Kutipan Teks
^^^^^^^^^^^^^^^^

Senin, 10 Desember 2012

PAJAK DAN KORUPSI


PAJAK DAN KORUPSI




I.         PENDAHULUAN
Akhir-akhir ini masalah penyalahgunaan pajak dan korupsi sedang hangt-hangatnya dibicarakan publik, terutama dalam media massa baik lokal maupun nasional. Banyak para ahli mengemukakan pendapatnya tentang masalah penyalahgunaan pajak dan korupsi ini. Pada dasarnya, ada yang pro adapula yang kontra. Akan tetapi walau bagaimanapun semua itu merugikan negara dan dapat meusak sendi-sendi kebersamaan bangsa.
Pada hakekatnya, Penyalahgunaan pajak yang berujung pada korupsi adalah “benalu sosial” yang merusak struktur pemerintahan, dan menjadi penghambat utama terhadap jalannya pemerintahan dan pembangunan pada umumnya. Dalam prakteknya, sangat sukar bahkan hampir tidak mungkin dapat diberantas, oleh karena sangat sulit memberikan pembuktian-pembuktian yang eksak. Disamping itu sangat sulit mendeteksinya dengan dasar-dasar hukum yang pasti. Namun akses penyalahgunaan pajak dan korupsi merupakan bahaya latent yang harus diwaspadai baik oleh pemerintah maupun oleh masyarakat itu sendiri.

^^^^^^^^^^^^^^^^

Materi yang Disediakan
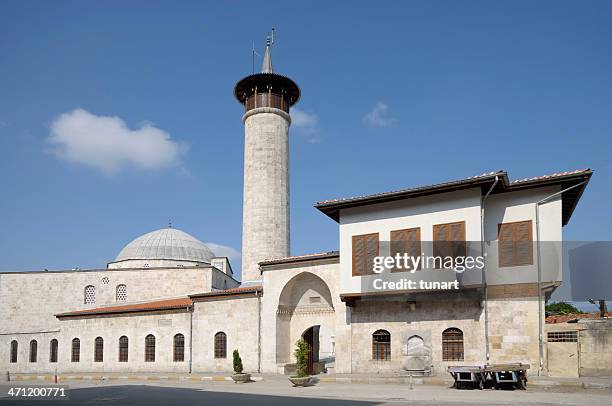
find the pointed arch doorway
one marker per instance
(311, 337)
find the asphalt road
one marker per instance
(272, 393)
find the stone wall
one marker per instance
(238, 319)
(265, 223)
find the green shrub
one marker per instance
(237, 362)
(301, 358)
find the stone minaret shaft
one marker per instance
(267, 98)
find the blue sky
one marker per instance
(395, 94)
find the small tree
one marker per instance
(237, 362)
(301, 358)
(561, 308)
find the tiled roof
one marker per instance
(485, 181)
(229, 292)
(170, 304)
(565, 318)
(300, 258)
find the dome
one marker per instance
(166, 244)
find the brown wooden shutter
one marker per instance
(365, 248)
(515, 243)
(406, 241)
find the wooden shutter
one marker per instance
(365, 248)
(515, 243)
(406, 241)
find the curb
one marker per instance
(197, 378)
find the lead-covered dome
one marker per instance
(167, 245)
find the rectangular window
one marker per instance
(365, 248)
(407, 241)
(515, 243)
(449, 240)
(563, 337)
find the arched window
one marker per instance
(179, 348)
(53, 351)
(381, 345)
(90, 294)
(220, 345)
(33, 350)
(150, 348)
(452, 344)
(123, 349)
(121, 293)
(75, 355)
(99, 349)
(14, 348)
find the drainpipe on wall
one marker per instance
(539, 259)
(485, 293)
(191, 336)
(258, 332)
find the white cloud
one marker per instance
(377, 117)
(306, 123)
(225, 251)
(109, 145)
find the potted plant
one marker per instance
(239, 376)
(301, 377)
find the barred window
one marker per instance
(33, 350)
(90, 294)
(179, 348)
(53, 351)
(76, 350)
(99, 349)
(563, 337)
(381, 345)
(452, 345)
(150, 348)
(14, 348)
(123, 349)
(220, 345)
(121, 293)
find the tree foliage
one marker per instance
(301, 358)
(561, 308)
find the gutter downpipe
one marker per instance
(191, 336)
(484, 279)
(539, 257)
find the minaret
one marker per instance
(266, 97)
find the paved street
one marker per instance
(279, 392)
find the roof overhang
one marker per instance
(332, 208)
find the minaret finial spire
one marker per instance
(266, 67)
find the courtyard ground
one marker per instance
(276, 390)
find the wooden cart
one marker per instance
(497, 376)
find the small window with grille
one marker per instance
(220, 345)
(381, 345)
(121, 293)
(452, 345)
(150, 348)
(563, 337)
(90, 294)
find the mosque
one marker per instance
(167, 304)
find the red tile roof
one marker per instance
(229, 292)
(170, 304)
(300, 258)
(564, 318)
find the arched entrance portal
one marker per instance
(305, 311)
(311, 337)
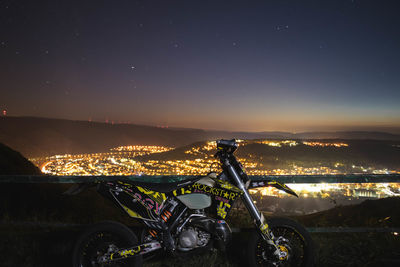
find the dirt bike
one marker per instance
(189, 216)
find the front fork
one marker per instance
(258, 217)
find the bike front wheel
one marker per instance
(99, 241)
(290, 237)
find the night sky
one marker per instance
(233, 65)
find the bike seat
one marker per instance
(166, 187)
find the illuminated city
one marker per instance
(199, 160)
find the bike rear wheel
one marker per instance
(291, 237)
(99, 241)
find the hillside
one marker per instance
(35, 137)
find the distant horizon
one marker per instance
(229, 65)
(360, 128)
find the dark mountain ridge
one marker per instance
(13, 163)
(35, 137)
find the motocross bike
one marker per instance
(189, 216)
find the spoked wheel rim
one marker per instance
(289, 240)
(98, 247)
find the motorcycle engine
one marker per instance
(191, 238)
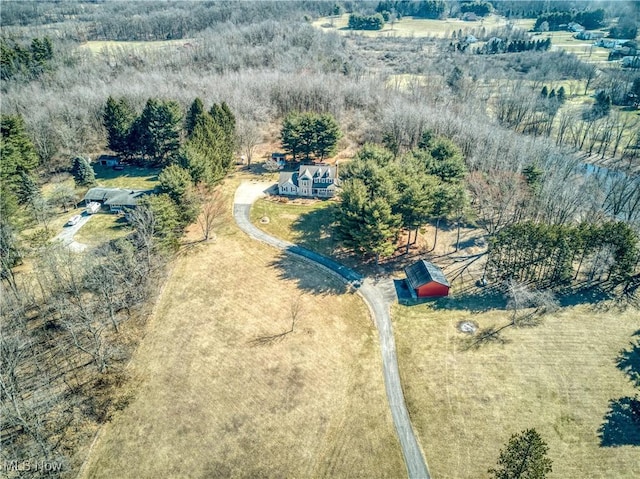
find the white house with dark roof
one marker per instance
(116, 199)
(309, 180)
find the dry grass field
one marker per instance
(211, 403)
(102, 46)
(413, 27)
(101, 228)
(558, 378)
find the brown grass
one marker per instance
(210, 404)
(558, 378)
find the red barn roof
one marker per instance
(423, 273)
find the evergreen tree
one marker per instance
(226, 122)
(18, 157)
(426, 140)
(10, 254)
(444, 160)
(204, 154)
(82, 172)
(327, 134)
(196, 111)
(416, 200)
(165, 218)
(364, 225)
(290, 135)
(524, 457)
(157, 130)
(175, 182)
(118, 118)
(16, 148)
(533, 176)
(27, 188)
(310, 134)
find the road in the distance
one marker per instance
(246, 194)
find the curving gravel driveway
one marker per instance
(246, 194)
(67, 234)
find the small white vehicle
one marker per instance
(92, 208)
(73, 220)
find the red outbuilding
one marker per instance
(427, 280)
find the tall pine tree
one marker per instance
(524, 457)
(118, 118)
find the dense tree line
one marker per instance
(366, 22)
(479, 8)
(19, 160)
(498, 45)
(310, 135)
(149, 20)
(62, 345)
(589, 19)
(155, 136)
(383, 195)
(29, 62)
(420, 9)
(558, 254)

^^^^^^^^^^^^^^^^

Deskripsi Soal
Salin ulang sebagian teks tentang pajak dan korupsi dengan mengganti "para ahli" menjadi "para pakar". Mulailah dari kata-kata yang memuat "Senin, 10 Desember", lalu berhentilah setelah "sendi-sendi kebersamaan bangsa.".

Jawaban Lengkap
Senin, 10 Desember 2012

PAJAK DAN KORUPSI


PAJAK DAN KORUPSI




I.         PENDAHULUAN
Akhir-akhir ini masalah penyalahgunaan pajak dan korupsi sedang hangt-hangatnya dibicarakan publik, terutama dalam media massa baik lokal maupun nasional. Banyak para pakar mengemukakan pendapatnya tentang masalah penyalahgunaan pajak dan korupsi ini. Pada dasarnya, ada yang pro adapula yang kontra. Akan tetapi walau bagaimanapun semua itu merugikan negara dan dapat meusak sendi-sendi kebersamaan bangsa.